# Your instructions:
Leave out the pictures and restate every entry word for word.

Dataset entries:
=-=-=-=-=

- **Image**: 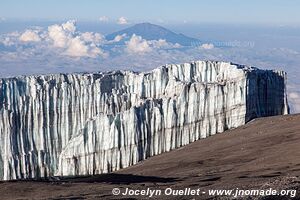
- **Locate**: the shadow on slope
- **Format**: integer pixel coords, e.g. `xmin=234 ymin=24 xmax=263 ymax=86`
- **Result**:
xmin=4 ymin=173 xmax=178 ymax=185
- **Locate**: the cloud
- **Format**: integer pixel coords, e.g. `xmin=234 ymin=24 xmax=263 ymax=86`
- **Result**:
xmin=99 ymin=16 xmax=109 ymax=22
xmin=117 ymin=17 xmax=128 ymax=25
xmin=46 ymin=20 xmax=106 ymax=58
xmin=64 ymin=36 xmax=89 ymax=57
xmin=0 ymin=20 xmax=107 ymax=59
xmin=201 ymin=43 xmax=214 ymax=49
xmin=125 ymin=35 xmax=182 ymax=54
xmin=126 ymin=34 xmax=152 ymax=54
xmin=150 ymin=39 xmax=168 ymax=48
xmin=1 ymin=37 xmax=13 ymax=46
xmin=65 ymin=37 xmax=107 ymax=58
xmin=62 ymin=20 xmax=76 ymax=32
xmin=150 ymin=39 xmax=181 ymax=49
xmin=47 ymin=20 xmax=78 ymax=48
xmin=105 ymin=34 xmax=127 ymax=44
xmin=0 ymin=32 xmax=20 ymax=46
xmin=48 ymin=24 xmax=70 ymax=48
xmin=81 ymin=32 xmax=104 ymax=45
xmin=114 ymin=35 xmax=124 ymax=42
xmin=19 ymin=30 xmax=41 ymax=42
xmin=112 ymin=34 xmax=127 ymax=43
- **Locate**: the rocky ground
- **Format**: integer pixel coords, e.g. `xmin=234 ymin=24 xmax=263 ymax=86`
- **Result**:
xmin=1 ymin=114 xmax=300 ymax=200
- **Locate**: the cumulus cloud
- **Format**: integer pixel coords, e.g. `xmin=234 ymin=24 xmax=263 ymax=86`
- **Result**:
xmin=0 ymin=32 xmax=20 ymax=46
xmin=150 ymin=39 xmax=181 ymax=49
xmin=126 ymin=34 xmax=152 ymax=53
xmin=117 ymin=17 xmax=128 ymax=25
xmin=48 ymin=24 xmax=70 ymax=48
xmin=201 ymin=43 xmax=214 ymax=49
xmin=99 ymin=16 xmax=109 ymax=22
xmin=65 ymin=37 xmax=107 ymax=58
xmin=0 ymin=20 xmax=107 ymax=58
xmin=81 ymin=32 xmax=104 ymax=45
xmin=64 ymin=36 xmax=89 ymax=57
xmin=46 ymin=20 xmax=106 ymax=58
xmin=112 ymin=34 xmax=127 ymax=43
xmin=19 ymin=30 xmax=41 ymax=42
xmin=62 ymin=20 xmax=76 ymax=33
xmin=150 ymin=39 xmax=168 ymax=48
xmin=1 ymin=37 xmax=13 ymax=46
xmin=105 ymin=34 xmax=128 ymax=44
xmin=125 ymin=35 xmax=182 ymax=54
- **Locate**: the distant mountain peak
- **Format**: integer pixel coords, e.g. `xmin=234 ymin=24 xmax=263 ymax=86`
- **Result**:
xmin=129 ymin=22 xmax=170 ymax=30
xmin=106 ymin=22 xmax=200 ymax=46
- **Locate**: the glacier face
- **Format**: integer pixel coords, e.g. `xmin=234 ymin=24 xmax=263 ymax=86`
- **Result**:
xmin=0 ymin=61 xmax=289 ymax=180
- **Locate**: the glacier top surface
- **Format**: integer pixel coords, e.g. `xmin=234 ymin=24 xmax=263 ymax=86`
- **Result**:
xmin=0 ymin=60 xmax=284 ymax=83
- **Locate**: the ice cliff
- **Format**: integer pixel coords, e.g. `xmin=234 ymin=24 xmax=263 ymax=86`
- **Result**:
xmin=0 ymin=61 xmax=289 ymax=180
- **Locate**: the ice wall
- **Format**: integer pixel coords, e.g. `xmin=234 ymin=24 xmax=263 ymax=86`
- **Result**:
xmin=0 ymin=61 xmax=289 ymax=180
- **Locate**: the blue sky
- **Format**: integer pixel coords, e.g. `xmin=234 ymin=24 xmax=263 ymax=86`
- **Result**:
xmin=1 ymin=0 xmax=300 ymax=24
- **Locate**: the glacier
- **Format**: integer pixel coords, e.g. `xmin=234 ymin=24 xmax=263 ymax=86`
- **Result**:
xmin=0 ymin=60 xmax=289 ymax=180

=-=-=-=-=

# Task answer:
- **Image**: 
- **Locate**: the shadow on slope
- **Format**: integer pixel coords, e.g. `xmin=234 ymin=24 xmax=263 ymax=86`
- **Result**:
xmin=4 ymin=173 xmax=178 ymax=185
- **Locate**: the cloud
- **Format**: integer pixel coords, e.g. `xmin=234 ymin=24 xmax=263 ymax=86`
- **Result**:
xmin=99 ymin=16 xmax=109 ymax=22
xmin=117 ymin=17 xmax=128 ymax=25
xmin=46 ymin=20 xmax=106 ymax=58
xmin=64 ymin=36 xmax=89 ymax=57
xmin=0 ymin=20 xmax=107 ymax=59
xmin=201 ymin=43 xmax=214 ymax=49
xmin=125 ymin=35 xmax=182 ymax=54
xmin=126 ymin=34 xmax=152 ymax=54
xmin=150 ymin=39 xmax=168 ymax=48
xmin=1 ymin=37 xmax=13 ymax=46
xmin=65 ymin=37 xmax=107 ymax=58
xmin=62 ymin=20 xmax=76 ymax=32
xmin=150 ymin=39 xmax=181 ymax=49
xmin=47 ymin=20 xmax=78 ymax=48
xmin=105 ymin=34 xmax=127 ymax=44
xmin=0 ymin=32 xmax=20 ymax=46
xmin=48 ymin=24 xmax=70 ymax=48
xmin=81 ymin=32 xmax=104 ymax=45
xmin=114 ymin=35 xmax=124 ymax=42
xmin=19 ymin=30 xmax=41 ymax=42
xmin=112 ymin=34 xmax=127 ymax=43
- **Locate**: the rocky ground
- **Format**: integer pixel coords, e.g. `xmin=234 ymin=24 xmax=263 ymax=86`
- **Result**:
xmin=1 ymin=114 xmax=300 ymax=200
- **Locate**: the cumulus cloud
- **Format**: integer pixel coords, e.g. `xmin=234 ymin=24 xmax=263 ymax=86`
- **Result**:
xmin=0 ymin=32 xmax=20 ymax=46
xmin=150 ymin=39 xmax=181 ymax=49
xmin=126 ymin=34 xmax=152 ymax=53
xmin=117 ymin=17 xmax=128 ymax=25
xmin=48 ymin=24 xmax=70 ymax=48
xmin=201 ymin=43 xmax=214 ymax=49
xmin=99 ymin=16 xmax=109 ymax=22
xmin=65 ymin=37 xmax=107 ymax=58
xmin=0 ymin=20 xmax=107 ymax=58
xmin=81 ymin=32 xmax=104 ymax=45
xmin=64 ymin=36 xmax=89 ymax=57
xmin=46 ymin=20 xmax=106 ymax=58
xmin=112 ymin=34 xmax=127 ymax=43
xmin=19 ymin=30 xmax=41 ymax=42
xmin=62 ymin=20 xmax=76 ymax=33
xmin=150 ymin=39 xmax=168 ymax=48
xmin=1 ymin=37 xmax=13 ymax=46
xmin=105 ymin=34 xmax=128 ymax=44
xmin=125 ymin=35 xmax=182 ymax=54
- **Locate**: the distant mountain peak
- **Format**: integer pixel coords, e.g. `xmin=234 ymin=24 xmax=263 ymax=86`
- **Result**:
xmin=129 ymin=22 xmax=170 ymax=30
xmin=106 ymin=22 xmax=200 ymax=46
- **Locate**: the glacier face
- **Format**: integer pixel coords, e.g. `xmin=234 ymin=24 xmax=263 ymax=86`
- **Result**:
xmin=0 ymin=61 xmax=289 ymax=180
- **Locate**: the glacier top surface
- **Format**: integer pixel coords, e.g. `xmin=234 ymin=24 xmax=263 ymax=86`
- **Result**:
xmin=0 ymin=60 xmax=284 ymax=83
- **Locate**: the ice cliff
- **Format**: integer pixel coords, e.g. `xmin=234 ymin=24 xmax=263 ymax=86`
- **Result**:
xmin=0 ymin=61 xmax=289 ymax=180
- **Locate**: the ice wall
- **Format**: integer pixel coords, e.g. `xmin=234 ymin=24 xmax=263 ymax=86`
- **Result**:
xmin=0 ymin=61 xmax=289 ymax=180
- **Locate**: the blue sky
- **Format**: integer pixel coords, e.g. `xmin=234 ymin=24 xmax=263 ymax=86`
- **Result**:
xmin=1 ymin=0 xmax=300 ymax=24
- **Locate**: the glacier
- **Format**: integer pixel coords, e.g. `xmin=234 ymin=24 xmax=263 ymax=86`
- **Result**:
xmin=0 ymin=60 xmax=289 ymax=180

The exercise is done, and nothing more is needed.